===== MATERIAL SHOWN

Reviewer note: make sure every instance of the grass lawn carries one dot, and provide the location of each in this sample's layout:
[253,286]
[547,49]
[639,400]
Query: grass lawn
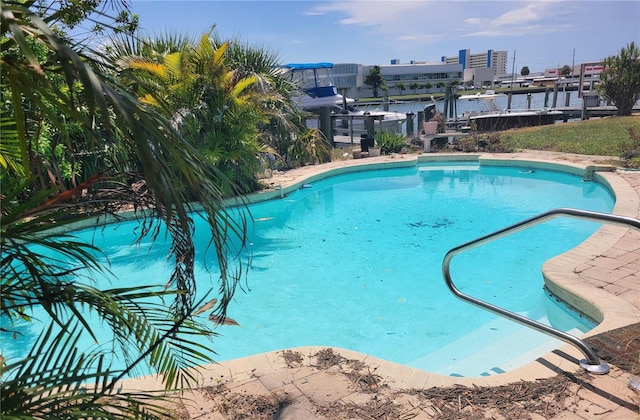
[603,136]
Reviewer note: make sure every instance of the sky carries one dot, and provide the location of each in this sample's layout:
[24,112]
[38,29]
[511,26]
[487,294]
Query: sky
[539,34]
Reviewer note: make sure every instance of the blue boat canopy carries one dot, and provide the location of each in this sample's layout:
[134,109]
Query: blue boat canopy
[304,66]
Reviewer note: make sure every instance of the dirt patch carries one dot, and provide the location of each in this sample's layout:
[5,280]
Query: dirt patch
[619,347]
[545,398]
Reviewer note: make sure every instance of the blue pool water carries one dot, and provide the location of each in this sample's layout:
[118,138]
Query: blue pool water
[354,261]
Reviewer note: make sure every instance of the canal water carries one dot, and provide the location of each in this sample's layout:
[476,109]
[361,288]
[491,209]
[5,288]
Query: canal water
[518,102]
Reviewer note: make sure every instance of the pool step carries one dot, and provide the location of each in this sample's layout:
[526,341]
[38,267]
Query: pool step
[494,348]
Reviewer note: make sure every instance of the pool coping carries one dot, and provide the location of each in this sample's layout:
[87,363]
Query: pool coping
[559,274]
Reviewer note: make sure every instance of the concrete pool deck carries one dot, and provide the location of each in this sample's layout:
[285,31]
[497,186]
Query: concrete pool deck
[601,277]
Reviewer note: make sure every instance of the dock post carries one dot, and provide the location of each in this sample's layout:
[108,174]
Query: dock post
[369,126]
[585,113]
[326,124]
[409,124]
[546,98]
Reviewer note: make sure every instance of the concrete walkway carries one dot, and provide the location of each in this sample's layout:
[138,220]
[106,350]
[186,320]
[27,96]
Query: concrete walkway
[600,277]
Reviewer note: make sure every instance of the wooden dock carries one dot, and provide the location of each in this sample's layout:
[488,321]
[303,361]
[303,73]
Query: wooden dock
[576,112]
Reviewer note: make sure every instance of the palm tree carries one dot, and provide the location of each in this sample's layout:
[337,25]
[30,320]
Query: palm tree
[282,128]
[375,80]
[621,78]
[137,160]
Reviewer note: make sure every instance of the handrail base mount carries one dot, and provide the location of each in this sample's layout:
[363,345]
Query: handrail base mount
[599,369]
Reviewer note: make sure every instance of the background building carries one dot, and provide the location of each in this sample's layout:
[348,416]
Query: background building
[400,78]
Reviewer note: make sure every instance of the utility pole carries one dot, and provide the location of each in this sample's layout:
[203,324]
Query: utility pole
[513,68]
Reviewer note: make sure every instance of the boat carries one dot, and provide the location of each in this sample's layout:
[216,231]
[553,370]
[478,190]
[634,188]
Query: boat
[316,83]
[492,118]
[318,91]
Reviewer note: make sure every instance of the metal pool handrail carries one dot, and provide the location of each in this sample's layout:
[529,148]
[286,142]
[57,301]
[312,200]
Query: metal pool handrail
[592,363]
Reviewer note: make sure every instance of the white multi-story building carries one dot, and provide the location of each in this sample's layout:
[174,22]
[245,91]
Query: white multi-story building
[496,60]
[400,78]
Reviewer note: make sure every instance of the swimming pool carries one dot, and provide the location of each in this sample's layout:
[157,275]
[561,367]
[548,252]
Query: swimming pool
[354,261]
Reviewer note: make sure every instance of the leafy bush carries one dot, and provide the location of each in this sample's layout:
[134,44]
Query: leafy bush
[631,157]
[390,142]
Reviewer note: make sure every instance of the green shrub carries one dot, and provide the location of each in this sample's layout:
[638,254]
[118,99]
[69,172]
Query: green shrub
[390,142]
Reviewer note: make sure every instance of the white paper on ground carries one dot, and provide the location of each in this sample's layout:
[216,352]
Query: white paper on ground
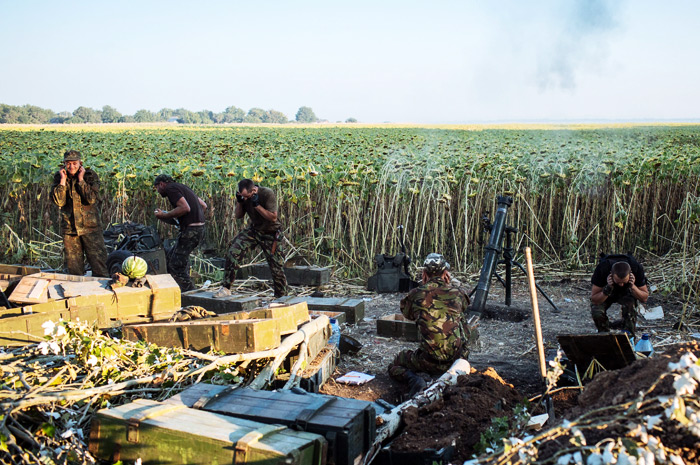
[355,377]
[656,313]
[538,421]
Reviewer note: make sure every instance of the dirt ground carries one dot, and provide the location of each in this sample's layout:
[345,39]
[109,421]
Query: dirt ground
[507,346]
[504,365]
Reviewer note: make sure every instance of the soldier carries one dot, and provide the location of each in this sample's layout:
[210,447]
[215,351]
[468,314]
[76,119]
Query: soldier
[188,215]
[617,279]
[264,230]
[76,192]
[438,307]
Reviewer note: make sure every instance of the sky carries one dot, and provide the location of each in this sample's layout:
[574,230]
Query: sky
[425,62]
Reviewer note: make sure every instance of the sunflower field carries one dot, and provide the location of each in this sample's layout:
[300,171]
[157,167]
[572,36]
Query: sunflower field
[578,190]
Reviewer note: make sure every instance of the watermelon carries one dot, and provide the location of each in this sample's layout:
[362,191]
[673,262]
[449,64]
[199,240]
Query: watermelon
[134,267]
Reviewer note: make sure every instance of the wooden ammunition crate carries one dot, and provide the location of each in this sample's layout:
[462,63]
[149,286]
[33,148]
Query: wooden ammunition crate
[159,433]
[339,316]
[158,299]
[397,326]
[288,316]
[315,374]
[349,425]
[229,336]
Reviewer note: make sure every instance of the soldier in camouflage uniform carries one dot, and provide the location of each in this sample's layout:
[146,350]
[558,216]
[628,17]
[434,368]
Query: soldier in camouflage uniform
[264,230]
[76,192]
[438,307]
[188,214]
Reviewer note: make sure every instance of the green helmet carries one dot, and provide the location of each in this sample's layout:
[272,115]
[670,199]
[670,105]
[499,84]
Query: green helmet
[435,263]
[72,155]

==========

Render the listing above as a Markdown table with the columns Row and Text. Number each non-blank line in order, and omit blank lines and pictures.

| Row | Text |
|---|---|
| 1 | Reviewer note: make sure every instance of the grass lawn carries one dot, and provide the location of each in this sample's layout: |
| 2 | [253,286] |
| 3 | [547,49] |
| 4 | [639,400] |
| 5 | Query: grass lawn |
| 6 | [603,136] |
| 7 | Reviewer note: make sure every instance of the sky carries one dot, and provide the location of each in this sample's layout: |
| 8 | [24,112] |
| 9 | [38,29] |
| 10 | [511,26] |
| 11 | [487,294] |
| 12 | Query: sky |
| 13 | [539,34] |
| 14 | Reviewer note: make sure every instance of the blue boat canopy carries one dot, and provide the location of each in this sample's layout: |
| 15 | [134,109] |
| 16 | Query: blue boat canopy |
| 17 | [304,66] |
| 18 | Reviewer note: make sure every instance of the dirt patch carries one dot, and provide the location of each in this sample's layout: |
| 19 | [5,280] |
| 20 | Query: dirt patch |
| 21 | [619,347] |
| 22 | [545,398] |
| 23 | Reviewer note: make sure every instance of the blue pool water carries one dot, and provide the location of each in this sample's layout: |
| 24 | [118,138] |
| 25 | Query: blue pool water |
| 26 | [354,261] |
| 27 | Reviewer note: make sure every instance of the canal water carries one dot, and provide the location of each in this sample's layout: |
| 28 | [476,109] |
| 29 | [361,288] |
| 30 | [491,209] |
| 31 | [5,288] |
| 32 | Query: canal water |
| 33 | [518,102] |
| 34 | Reviewer note: make sure every instance of the pool step carries one dot, and provide the location of each in this sample's layout: |
| 35 | [526,341] |
| 36 | [38,267] |
| 37 | Query: pool step |
| 38 | [494,348] |
| 39 | Reviewer note: make sure every instance of the pool coping carries one dot, and provide the location of each in this sample's layout: |
| 40 | [87,363] |
| 41 | Query: pool coping |
| 42 | [559,274] |
| 43 | Reviewer note: make sure every instance of the concrete pool deck carries one dot, and provide the location of each in this sample's layout: |
| 44 | [285,31] |
| 45 | [497,186] |
| 46 | Query: concrete pool deck |
| 47 | [601,277] |
| 48 | Reviewer note: make sure every instance of the dock post carries one dot, and provide the location of each in this sample's layout: |
| 49 | [108,174] |
| 50 | Query: dock post |
| 51 | [369,126] |
| 52 | [585,113] |
| 53 | [326,124] |
| 54 | [409,124] |
| 55 | [546,98] |
| 56 | Reviewer note: make sure every instance of the concrete walkway carries one dot, and provide the location of each in this sample's layout: |
| 57 | [138,220] |
| 58 | [106,350] |
| 59 | [186,320] |
| 60 | [27,96] |
| 61 | Query: concrete walkway |
| 62 | [600,277] |
| 63 | Reviewer note: make sure every instance of the wooden dock carries one dot, and provide the location of each in this sample's layout: |
| 64 | [488,321] |
| 65 | [303,361] |
| 66 | [303,73] |
| 67 | Query: wooden dock |
| 68 | [576,112] |
| 69 | Reviewer note: make sure every instance of the palm tree carries one dot, and provide the location of each in this sample's layout: |
| 70 | [337,25] |
| 71 | [30,320] |
| 72 | Query: palm tree |
| 73 | [282,128] |
| 74 | [375,80] |
| 75 | [621,78] |
| 76 | [137,160] |
| 77 | Reviewer note: make sure every instance of the handrail base mount carries one dot, and provide the location of each in this sample's layout: |
| 78 | [363,345] |
| 79 | Query: handrail base mount |
| 80 | [599,369] |
| 81 | Reviewer note: make sure every instance of the background building carries one dot, and provide the location of each in this sample's layout: |
| 82 | [348,416] |
| 83 | Query: background building |
| 84 | [400,78] |
| 85 | Reviewer note: make sure every instance of the utility pole carries one dot, and provide the location of each in this sample's layout: |
| 86 | [203,324] |
| 87 | Query: utility pole |
| 88 | [513,68] |
| 89 | Reviewer note: make sure every instance of the boat carries one dot, and provide the location of each in this sample's layout: |
| 90 | [216,231] |
| 91 | [553,370] |
| 92 | [478,190] |
| 93 | [634,188] |
| 94 | Query: boat |
| 95 | [316,83] |
| 96 | [492,118] |
| 97 | [318,91] |
| 98 | Reviewer note: make sure every instance of the metal pool handrail carries one dot, and provide the location of each in this sample's layout: |
| 99 | [529,148] |
| 100 | [286,142] |
| 101 | [57,301] |
| 102 | [312,200] |
| 103 | Query: metal pool handrail |
| 104 | [592,363] |
| 105 | Reviewer note: make sure every instance of the white multi-story building carries one dot, and provide the location of each in this sample's layout: |
| 106 | [174,22] |
| 107 | [245,91] |
| 108 | Query: white multi-story building |
| 109 | [496,60] |
| 110 | [400,78] |
| 111 | Reviewer note: make sure every instance of the swimming pool carries one dot, and provide the location of each in this sample's layout: |
| 112 | [157,275] |
| 113 | [561,367] |
| 114 | [548,252] |
| 115 | Query: swimming pool |
| 116 | [354,261] |
| 117 | Reviewer note: make sure every instance of the leafy bush carries one dot, and provide the location of each in this sample's layout: |
| 118 | [134,44] |
| 119 | Query: leafy bush |
| 120 | [631,157] |
| 121 | [390,142] |
| 122 | Reviewer note: make sure every instance of the green shrub carries one dot, and provide the location of each in this sample's layout: |
| 123 | [638,254] |
| 124 | [118,99] |
| 125 | [69,172] |
| 126 | Query: green shrub |
| 127 | [390,142] |
| 128 | Reviewer note: make sure every instance of the white paper on ground carries one dot, and provide the location of each in this sample's layout: |
| 129 | [216,352] |
| 130 | Query: white paper on ground |
| 131 | [355,377] |
| 132 | [656,313] |
| 133 | [538,421] |
| 134 | Reviewer note: make sure every instance of the dirt ground carries one dot, and provide the location of each in this sample's layout: |
| 135 | [345,39] |
| 136 | [109,421] |
| 137 | Query: dirt ground |
| 138 | [507,346] |
| 139 | [504,365] |
| 140 | Reviewer note: make sure every instance of the soldier carries one dot, and provide the location of each in this sample's layout: |
| 141 | [210,447] |
| 142 | [215,351] |
| 143 | [468,314] |
| 144 | [76,119] |
| 145 | Query: soldier |
| 146 | [188,215] |
| 147 | [617,279] |
| 148 | [264,230] |
| 149 | [76,192] |
| 150 | [438,307] |
| 151 | Reviewer note: make sure every instance of the sky carries one dot, and provide the location of each in this sample's layout: |
| 152 | [574,230] |
| 153 | Query: sky |
| 154 | [425,62] |
| 155 | Reviewer note: make sure every instance of the sunflower field carries one dot, and provide the location of each in this sample's layout: |
| 156 | [300,171] |
| 157 | [157,167] |
| 158 | [572,36] |
| 159 | Query: sunflower field |
| 160 | [578,190] |
| 161 | Reviewer note: make sure every instance of the watermelon carries one dot, and provide the location of each in this sample's layout: |
| 162 | [362,191] |
| 163 | [673,262] |
| 164 | [449,64] |
| 165 | [199,240] |
| 166 | Query: watermelon |
| 167 | [134,267] |
| 168 | Reviewer note: make sure every instance of the wooden ammunition crate carries one dot, and provide the location of each in this sample's layout: |
| 169 | [462,63] |
| 170 | [149,286] |
| 171 | [33,148] |
| 172 | Query: wooden ammunition crate |
| 173 | [159,433] |
| 174 | [339,316] |
| 175 | [158,299] |
| 176 | [397,326] |
| 177 | [288,316] |
| 178 | [315,374] |
| 179 | [349,425] |
| 180 | [229,336] |
| 181 | Reviewer note: make sure every instance of the soldier in camouflage uniform carries one dot, and provide the location of each in this sample's layout: |
| 182 | [146,350] |
| 183 | [558,216] |
| 184 | [628,17] |
| 185 | [434,368] |
| 186 | Query: soldier in camouflage uniform |
| 187 | [264,230] |
| 188 | [76,192] |
| 189 | [438,307] |
| 190 | [188,214] |
| 191 | Reviewer note: make sure every instance of the green helmet carries one dot, and provide the location of each in this sample's layout: |
| 192 | [272,115] |
| 193 | [670,199] |
| 194 | [670,105] |
| 195 | [499,84] |
| 196 | Query: green helmet |
| 197 | [435,263] |
| 198 | [72,155] |